### WRITTEN EXERCISE
Pictures stay out of the copy; set down each line of the listing below exactly.

### Source records
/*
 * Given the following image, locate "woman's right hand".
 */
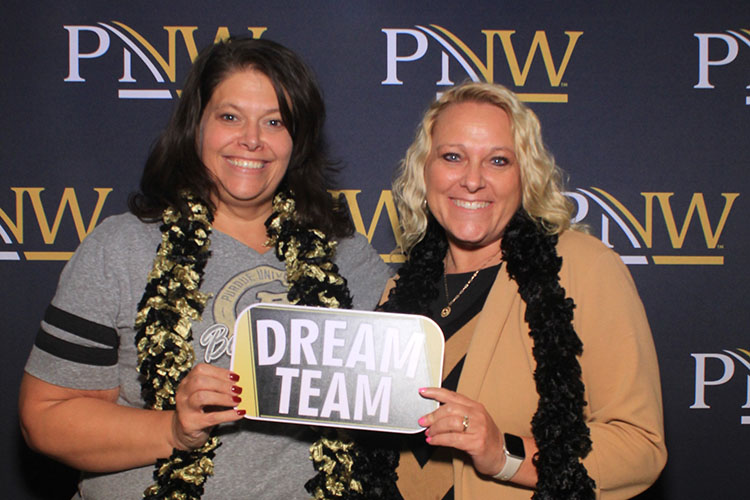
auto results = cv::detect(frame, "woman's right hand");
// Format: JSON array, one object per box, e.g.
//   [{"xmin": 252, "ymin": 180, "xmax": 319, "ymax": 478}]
[{"xmin": 172, "ymin": 363, "xmax": 245, "ymax": 450}]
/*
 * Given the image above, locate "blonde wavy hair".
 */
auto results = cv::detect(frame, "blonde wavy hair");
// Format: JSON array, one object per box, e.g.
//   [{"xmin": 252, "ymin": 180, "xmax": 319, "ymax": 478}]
[{"xmin": 393, "ymin": 82, "xmax": 573, "ymax": 255}]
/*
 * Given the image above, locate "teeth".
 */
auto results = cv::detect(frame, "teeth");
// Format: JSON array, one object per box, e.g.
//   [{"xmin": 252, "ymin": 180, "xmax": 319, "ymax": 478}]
[
  {"xmin": 227, "ymin": 158, "xmax": 263, "ymax": 169},
  {"xmin": 453, "ymin": 200, "xmax": 489, "ymax": 210}
]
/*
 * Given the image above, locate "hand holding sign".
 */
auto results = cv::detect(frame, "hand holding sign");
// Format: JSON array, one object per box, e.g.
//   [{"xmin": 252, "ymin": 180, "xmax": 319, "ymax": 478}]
[{"xmin": 232, "ymin": 304, "xmax": 444, "ymax": 433}]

### COMPLETED TASK
/*
 * Given the following image, locate "woman's right hand".
 */
auto results = cv::detect(frame, "woman's right hand");
// Format: JSON array, one object per box, e.g.
//   [{"xmin": 252, "ymin": 180, "xmax": 319, "ymax": 478}]
[{"xmin": 172, "ymin": 363, "xmax": 245, "ymax": 450}]
/*
 * Given the image above, locate "blonde wavy hair".
 */
auto results = cv::detect(frame, "blonde wavy hair");
// Format: JSON array, one object per box, e.g.
//   [{"xmin": 252, "ymin": 180, "xmax": 319, "ymax": 478}]
[{"xmin": 393, "ymin": 82, "xmax": 573, "ymax": 255}]
/*
 * Given the image above, locate "teeth".
 */
auto results = cv::detect(frame, "teeth");
// Format: JSON array, one object per box, e.g.
//   [{"xmin": 252, "ymin": 180, "xmax": 319, "ymax": 478}]
[
  {"xmin": 227, "ymin": 158, "xmax": 263, "ymax": 169},
  {"xmin": 453, "ymin": 200, "xmax": 489, "ymax": 210}
]
/*
 * Given the image above, locate "hand holding sign".
 */
auto results = cv::detect(frame, "hand holding sign");
// Format: JSON array, one object per box, e.g.
//   [{"xmin": 252, "ymin": 180, "xmax": 319, "ymax": 478}]
[{"xmin": 232, "ymin": 304, "xmax": 444, "ymax": 433}]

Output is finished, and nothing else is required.